Problem. In the copy, include every entry exactly but none of the pictures.

Extracted entries.

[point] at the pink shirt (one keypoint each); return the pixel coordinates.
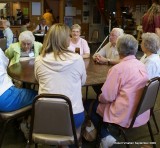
(82, 44)
(121, 93)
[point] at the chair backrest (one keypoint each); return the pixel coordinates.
(3, 43)
(95, 36)
(148, 98)
(53, 115)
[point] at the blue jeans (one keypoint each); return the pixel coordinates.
(16, 98)
(96, 118)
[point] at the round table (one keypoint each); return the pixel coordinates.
(24, 71)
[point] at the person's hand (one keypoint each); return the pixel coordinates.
(100, 59)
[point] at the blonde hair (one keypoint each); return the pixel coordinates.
(56, 40)
(76, 26)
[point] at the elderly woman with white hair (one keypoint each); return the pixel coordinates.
(26, 47)
(109, 54)
(8, 34)
(150, 45)
(78, 44)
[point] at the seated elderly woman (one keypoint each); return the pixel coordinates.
(121, 91)
(8, 34)
(78, 44)
(26, 47)
(12, 98)
(150, 45)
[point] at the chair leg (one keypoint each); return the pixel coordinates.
(155, 122)
(151, 134)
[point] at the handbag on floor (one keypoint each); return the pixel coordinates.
(89, 132)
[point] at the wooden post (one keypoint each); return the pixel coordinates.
(61, 11)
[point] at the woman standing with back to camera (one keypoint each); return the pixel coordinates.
(60, 71)
(151, 19)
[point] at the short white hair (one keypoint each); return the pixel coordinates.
(26, 35)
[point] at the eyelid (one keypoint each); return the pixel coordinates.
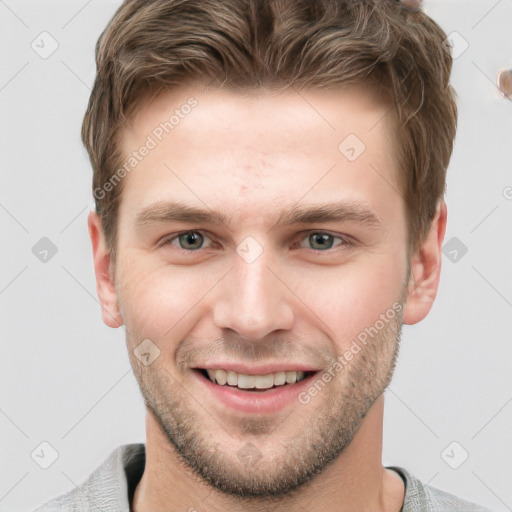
(168, 239)
(345, 240)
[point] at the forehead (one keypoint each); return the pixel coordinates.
(239, 150)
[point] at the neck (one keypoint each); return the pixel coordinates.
(356, 480)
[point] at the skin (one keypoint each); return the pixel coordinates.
(255, 156)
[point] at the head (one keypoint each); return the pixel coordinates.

Finished exercise.
[point] at the pink shirt (one keypoint each); return the pixel coordinates.
(82, 44)
(121, 93)
[point] at the chair backrest (one keypoint each); return the pixel coordinates.
(3, 43)
(95, 36)
(148, 98)
(53, 115)
[point] at the blue jeans (one keypoint each); return the pixel coordinates.
(16, 98)
(96, 118)
[point] at the round table (one keypoint each); return the pixel coordinates.
(24, 71)
[point] at the person's hand (one keypoint each); return the pixel coordinates.
(100, 59)
[point] at the blonde hair (one keypoint each); return the pixel coordinates.
(56, 40)
(76, 26)
[point] at the elderly woman with white hair (one keypoint each); return the pixel coordinates.
(26, 47)
(109, 54)
(8, 34)
(150, 45)
(78, 44)
[point] at the seated elderly woman (one keypoint each); return the pixel coordinates.
(121, 91)
(8, 34)
(78, 44)
(26, 47)
(12, 98)
(150, 45)
[point] at the chair leg (one keypoint each); return the pixel coordinates.
(155, 122)
(151, 134)
[point] at the handbag on floor (one keypoint each); return the pixel coordinates.
(89, 132)
[point] at the wooden post (one keypoint each); return the pixel coordinates.
(61, 11)
[point] at the woman standing with back to camera (one keypoint each); return the pixel coordinates.
(60, 71)
(151, 19)
[point] at the short white hair (one keypoint each); return the pixel coordinates.
(26, 35)
[point] at the eyelid (one keypoint each); return the pixel coordinates.
(168, 239)
(345, 240)
[point] at the forehead (one keypoint each); return the pixel coordinates.
(239, 150)
[point] at the neck (one keypoint each); return the pixel coordinates.
(356, 480)
[point] at the skin (one keypoint each); return the pixel coordinates.
(255, 156)
[point] at the head (one keypoint each); return the pixel coordinates.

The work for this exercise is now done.